=== What is needed ===
Reproduce each entry below exactly as it appears.

——

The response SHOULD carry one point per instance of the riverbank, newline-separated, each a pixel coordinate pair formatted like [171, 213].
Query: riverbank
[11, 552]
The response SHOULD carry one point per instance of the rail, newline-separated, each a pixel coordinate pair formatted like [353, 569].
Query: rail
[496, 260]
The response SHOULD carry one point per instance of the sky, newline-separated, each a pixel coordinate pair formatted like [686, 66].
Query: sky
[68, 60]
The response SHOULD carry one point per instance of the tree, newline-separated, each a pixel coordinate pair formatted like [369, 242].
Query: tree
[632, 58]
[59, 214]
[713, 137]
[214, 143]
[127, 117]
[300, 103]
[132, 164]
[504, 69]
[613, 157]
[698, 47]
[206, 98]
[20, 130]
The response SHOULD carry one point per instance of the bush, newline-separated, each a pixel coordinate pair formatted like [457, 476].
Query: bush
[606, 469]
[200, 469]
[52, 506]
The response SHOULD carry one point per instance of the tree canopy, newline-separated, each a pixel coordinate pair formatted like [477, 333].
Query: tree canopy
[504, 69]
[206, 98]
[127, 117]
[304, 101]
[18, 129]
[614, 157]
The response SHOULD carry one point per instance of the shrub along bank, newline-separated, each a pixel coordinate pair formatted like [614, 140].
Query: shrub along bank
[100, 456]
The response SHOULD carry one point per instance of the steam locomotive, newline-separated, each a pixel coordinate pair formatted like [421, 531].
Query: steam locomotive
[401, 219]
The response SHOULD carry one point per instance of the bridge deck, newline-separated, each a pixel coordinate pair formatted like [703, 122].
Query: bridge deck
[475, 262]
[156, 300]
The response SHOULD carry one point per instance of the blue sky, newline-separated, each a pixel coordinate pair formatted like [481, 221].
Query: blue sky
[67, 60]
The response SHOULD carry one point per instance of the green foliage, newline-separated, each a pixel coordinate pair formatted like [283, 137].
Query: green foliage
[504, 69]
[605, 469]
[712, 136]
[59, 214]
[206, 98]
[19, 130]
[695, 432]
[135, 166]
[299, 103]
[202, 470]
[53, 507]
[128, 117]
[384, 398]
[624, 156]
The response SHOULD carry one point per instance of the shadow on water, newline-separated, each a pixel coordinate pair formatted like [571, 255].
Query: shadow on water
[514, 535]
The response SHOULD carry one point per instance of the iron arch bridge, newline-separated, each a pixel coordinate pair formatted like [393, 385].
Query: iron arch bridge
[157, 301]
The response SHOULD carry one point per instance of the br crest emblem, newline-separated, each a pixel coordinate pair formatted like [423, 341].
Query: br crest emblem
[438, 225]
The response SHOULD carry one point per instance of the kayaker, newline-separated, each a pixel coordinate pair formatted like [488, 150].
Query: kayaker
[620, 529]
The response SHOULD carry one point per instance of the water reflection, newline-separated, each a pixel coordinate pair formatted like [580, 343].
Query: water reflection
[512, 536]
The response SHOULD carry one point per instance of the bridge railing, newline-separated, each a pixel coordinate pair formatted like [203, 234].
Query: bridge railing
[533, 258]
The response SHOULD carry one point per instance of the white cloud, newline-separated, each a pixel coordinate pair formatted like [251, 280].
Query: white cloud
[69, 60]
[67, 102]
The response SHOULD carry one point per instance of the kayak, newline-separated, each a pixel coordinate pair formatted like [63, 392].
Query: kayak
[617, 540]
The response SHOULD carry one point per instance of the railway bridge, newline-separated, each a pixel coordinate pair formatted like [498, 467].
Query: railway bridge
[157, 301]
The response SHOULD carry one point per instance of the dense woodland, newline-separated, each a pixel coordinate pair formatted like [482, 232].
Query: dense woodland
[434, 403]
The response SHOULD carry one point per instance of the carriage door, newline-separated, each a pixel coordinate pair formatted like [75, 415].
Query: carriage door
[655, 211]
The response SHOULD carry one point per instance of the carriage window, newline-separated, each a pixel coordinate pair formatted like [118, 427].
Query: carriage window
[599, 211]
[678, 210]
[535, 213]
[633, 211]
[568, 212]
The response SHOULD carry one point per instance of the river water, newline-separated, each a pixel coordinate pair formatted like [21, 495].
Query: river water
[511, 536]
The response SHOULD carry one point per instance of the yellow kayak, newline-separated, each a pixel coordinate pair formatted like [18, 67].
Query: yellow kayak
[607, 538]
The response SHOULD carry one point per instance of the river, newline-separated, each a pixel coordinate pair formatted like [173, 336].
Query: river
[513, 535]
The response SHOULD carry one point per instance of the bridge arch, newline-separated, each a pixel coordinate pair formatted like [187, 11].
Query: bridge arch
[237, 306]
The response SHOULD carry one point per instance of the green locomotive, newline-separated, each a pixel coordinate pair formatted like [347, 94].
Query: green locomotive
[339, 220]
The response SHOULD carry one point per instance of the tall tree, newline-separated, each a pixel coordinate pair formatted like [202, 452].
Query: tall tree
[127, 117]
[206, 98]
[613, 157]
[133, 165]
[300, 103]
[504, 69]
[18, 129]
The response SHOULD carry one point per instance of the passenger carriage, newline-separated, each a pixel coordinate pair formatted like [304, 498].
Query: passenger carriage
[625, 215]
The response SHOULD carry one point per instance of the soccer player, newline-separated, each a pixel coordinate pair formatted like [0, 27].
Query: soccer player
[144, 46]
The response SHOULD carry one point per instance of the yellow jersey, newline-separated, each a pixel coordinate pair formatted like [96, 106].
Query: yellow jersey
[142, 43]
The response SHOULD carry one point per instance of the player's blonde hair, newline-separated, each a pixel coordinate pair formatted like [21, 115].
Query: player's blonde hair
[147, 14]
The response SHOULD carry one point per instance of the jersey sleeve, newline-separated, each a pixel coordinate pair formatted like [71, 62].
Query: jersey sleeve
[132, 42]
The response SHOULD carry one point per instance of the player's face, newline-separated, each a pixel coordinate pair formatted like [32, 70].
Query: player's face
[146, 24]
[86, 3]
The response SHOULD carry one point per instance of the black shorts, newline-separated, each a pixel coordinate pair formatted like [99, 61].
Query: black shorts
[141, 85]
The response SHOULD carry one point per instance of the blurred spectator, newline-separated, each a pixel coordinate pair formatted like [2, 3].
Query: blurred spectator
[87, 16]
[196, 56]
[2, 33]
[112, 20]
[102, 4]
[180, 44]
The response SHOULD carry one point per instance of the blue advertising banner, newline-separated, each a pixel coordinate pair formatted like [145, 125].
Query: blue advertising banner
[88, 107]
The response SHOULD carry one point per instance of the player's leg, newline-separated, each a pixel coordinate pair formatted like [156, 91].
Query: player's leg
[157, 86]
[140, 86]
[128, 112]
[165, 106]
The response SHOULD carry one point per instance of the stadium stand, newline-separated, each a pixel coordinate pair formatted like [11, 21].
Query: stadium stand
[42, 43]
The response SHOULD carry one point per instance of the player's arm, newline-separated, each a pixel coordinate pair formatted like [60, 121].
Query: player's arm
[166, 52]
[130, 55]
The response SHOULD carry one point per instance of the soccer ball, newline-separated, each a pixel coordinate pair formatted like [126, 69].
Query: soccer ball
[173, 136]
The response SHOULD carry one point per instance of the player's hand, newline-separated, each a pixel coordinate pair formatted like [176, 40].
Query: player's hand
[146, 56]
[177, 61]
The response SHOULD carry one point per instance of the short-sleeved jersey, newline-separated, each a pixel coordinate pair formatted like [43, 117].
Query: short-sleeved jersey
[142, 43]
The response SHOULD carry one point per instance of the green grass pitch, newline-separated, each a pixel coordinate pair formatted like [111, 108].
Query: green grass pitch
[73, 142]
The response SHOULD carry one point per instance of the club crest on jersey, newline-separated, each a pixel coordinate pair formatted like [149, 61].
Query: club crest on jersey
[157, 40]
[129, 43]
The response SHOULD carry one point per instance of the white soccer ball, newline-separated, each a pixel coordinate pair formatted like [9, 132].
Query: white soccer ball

——

=== Exercise solution ===
The response SHOULD carry one point per instance of the riverbank, newline-separated, each a pixel coordinate pair formatted like [171, 213].
Query: riverbank
[11, 552]
The response SHOULD carry one point per instance of the rail, newline-separated, each a pixel coordinate pair formatted like [353, 569].
Query: rail
[496, 260]
The response SHOULD carry one point per instance of the sky, newline-separated, each a pixel coordinate pair formatted like [686, 66].
Query: sky
[68, 60]
The response SHOULD carry one point per instance of the tree, newline-separated, each a pixel coordinate pair formatted like [369, 242].
Query: tree
[632, 58]
[59, 214]
[713, 137]
[214, 143]
[127, 117]
[300, 103]
[132, 164]
[504, 69]
[613, 157]
[698, 47]
[206, 98]
[20, 130]
The response SHOULD carry one point per instance of the bush, newline-separated, each a pixel coordinate pair formatted like [457, 476].
Query: bush
[606, 469]
[200, 469]
[52, 506]
The response SHOULD carry one point per instance of the tree canopy, newline-separated, each a pixel coordinate pair formatted like [477, 333].
Query: tree canopy
[504, 69]
[206, 98]
[127, 117]
[304, 101]
[18, 129]
[614, 157]
The response SHOULD carry one point per instance of the shrub along bank, newline-separated, each a pixel coordinate pair formatted like [614, 140].
Query: shrub along bank
[100, 456]
The response SHOULD carry one point per instance of the steam locomotive, newline-separated, each a pixel coordinate pair formatted like [421, 531].
Query: steam locomotive
[401, 219]
The response SHOULD carry one point per instance of the bridge deck, newline-separated, each a pixel coordinate pair formatted like [703, 122].
Query: bridge deck
[475, 262]
[156, 300]
The response SHOULD carry one point per instance of the blue sky, newline-separated, each a pixel coordinate pair formatted like [481, 221].
Query: blue sky
[67, 60]
The response SHOULD carry one point per instance of the green foliage, newline-separated, each a pixel coordinate pair formatted like [283, 137].
Query: green foliage
[504, 69]
[605, 469]
[712, 136]
[59, 214]
[206, 98]
[19, 130]
[695, 432]
[135, 166]
[299, 103]
[202, 470]
[53, 507]
[128, 117]
[384, 398]
[624, 156]
The response SHOULD carry one point per instance of the shadow on water, newline-separated, each a pixel coordinate pair formatted like [571, 255].
Query: shadow on water
[514, 535]
The response SHOULD carry one point per instance of the iron arch bridge, newline-separated, each a pixel coordinate pair formatted like [393, 385].
Query: iron arch bridge
[157, 301]
The response SHOULD carry one point per instance of the br crest emblem, newline-separated, each a pixel coordinate pair formatted like [423, 341].
Query: br crest emblem
[438, 225]
The response SHOULD carry one point per instance of the kayaker, newline-separated, each a pixel coordinate pair formatted like [488, 150].
Query: kayaker
[620, 529]
The response SHOULD carry one point per instance of the water reflection, newline-separated, each a pixel coordinate pair formatted like [580, 343].
Query: water reflection
[512, 536]
The response SHOULD carry one point per instance of the bridge railing, newline-separated, each a pixel coordinate pair formatted like [203, 234].
Query: bridge railing
[533, 258]
The response SHOULD carry one point per instance of the white cloud, newline-separated, each a pixel coordinate pair formatted like [251, 280].
Query: white cloud
[69, 60]
[67, 102]
The response SHOULD carry one point per instance of the kayak, newline-separated, each a pixel coordinate pair formatted like [63, 392].
Query: kayak
[617, 540]
The response SHOULD carry one point per instance of the railway bridge, newline-separated, each a pixel coordinate pair formatted like [498, 467].
Query: railway bridge
[157, 301]
The response SHOULD carry one point per instance of the dense woodland, newline-separated, each a pixel coordinate pair formatted like [482, 232].
Query: dense woodland
[434, 403]
The response SHOULD carry one point per instance of the carriage door, newline-separated, each a pixel coordinate pair formatted like [75, 415].
Query: carriage door
[655, 211]
The response SHOULD carry one point per instance of the carriage window, newline-separated, each a pixel coordinate pair formatted like [118, 427].
Query: carriage window
[599, 211]
[678, 210]
[535, 213]
[633, 211]
[568, 212]
The response SHOULD carry one point per instance of the river water, newline-separated, each a pixel coordinate pair formatted like [21, 495].
Query: river water
[511, 536]
The response SHOULD carry one point per instance of the yellow kayak, newline-separated, each a pixel coordinate pair formatted like [18, 67].
Query: yellow kayak
[607, 538]
The response SHOULD carry one point per instance of the river, newline-separated, each a pixel coordinate pair formatted like [173, 336].
Query: river
[513, 535]
The response SHOULD carry one point per instance of the bridge arch, newline-separated, each a pixel coordinate pair formatted like [187, 11].
Query: bridge arch
[237, 306]
The response SHOULD carry one point per instance of the green locomotive, newline-separated, each a pixel coordinate pair formatted like [347, 94].
Query: green locomotive
[339, 220]
The response SHOULD carry one point per instance of the tall tree, newline-separated, each a pixel coordinate pair formatted like [202, 452].
Query: tall tree
[127, 117]
[206, 98]
[613, 157]
[133, 165]
[300, 103]
[504, 69]
[18, 129]
The response SHOULD carry one point per instance of the passenger carriage, newline-separated, each a pixel coordinate pair formatted like [304, 498].
Query: passenger carriage
[625, 215]
The response SHOULD carry one point per instance of the soccer player, newline-separated, each a pixel coordinate pair formatted like [0, 27].
Query: soccer player
[144, 46]
The response SHOULD carry one point per instance of the yellow jersey, newline-separated, each a pixel coordinate pair formatted like [96, 106].
Query: yellow jersey
[142, 43]
The response SHOULD carry one point per instance of the player's blonde hair, newline-separated, each a pixel coordinate pair formatted like [21, 115].
Query: player's blonde hair
[147, 14]
The response SHOULD carry one point per instance of the jersey sleeve, newline-separated, each a pixel coordinate pair formatted like [71, 62].
Query: jersey sleeve
[132, 42]
The response SHOULD carry one point per instance of the player's face, newline-separated, each a pixel coordinate pair formatted like [32, 70].
Query: player's face
[146, 24]
[86, 3]
The response SHOULD carry one point per instance of the black shorts, newline-separated, each a pixel coordinate pair formatted like [99, 61].
Query: black shorts
[141, 85]
The response SHOULD carry one point per instance of the blurred spectator, newline-separated, each a pixel coordinate pair formatted like [2, 3].
Query: blurred spectator
[87, 16]
[196, 56]
[2, 33]
[112, 20]
[102, 4]
[180, 44]
The response SHOULD carry one point per instance of the blue advertising banner, newline-separated, each a pixel coordinate pair formatted like [145, 125].
Query: blue advertising banner
[88, 107]
The response SHOULD carry one point per instance of the player's leg, newline-separated, each a pixel coordinate pair formatted like [156, 91].
Query: player's leg
[157, 86]
[140, 86]
[128, 112]
[165, 106]
The response SHOULD carry one point per instance of the stadium stand, newline-separated, each a pixel coordinate pair formatted like [11, 21].
Query: stadium stand
[42, 43]
The response SHOULD carry one point per instance of the player's arm, newline-separated, each a pixel coordinate pair formatted like [60, 121].
Query: player's arm
[166, 52]
[130, 55]
The response SHOULD carry one point per instance of the soccer ball, newline-separated, each a pixel coordinate pair formatted like [126, 69].
Query: soccer ball
[173, 136]
The response SHOULD carry one point per instance of the player's hand, newline-separated, each a pixel coordinate pair formatted like [176, 40].
Query: player's hand
[146, 56]
[177, 61]
The response SHOULD carry one point per instance of the short-sleeved jersey, newline-separated, each a pixel coordinate pair formatted like [43, 117].
Query: short-sleeved jersey
[142, 43]
The response SHOULD carry one point per instance of the green grass pitch, newline-separated, each a pixel coordinate pair formatted like [111, 108].
Query: green grass pitch
[73, 142]
The response SHOULD carry one point per instance of the club crest on jersey, newline-separated, each a pixel coordinate pair formatted like [149, 61].
Query: club crest on jersey
[157, 40]
[129, 43]
The response SHOULD carry one point per instance of the white soccer ball, newline-separated, each a pixel coordinate pair formatted like [9, 132].
Query: white soccer ball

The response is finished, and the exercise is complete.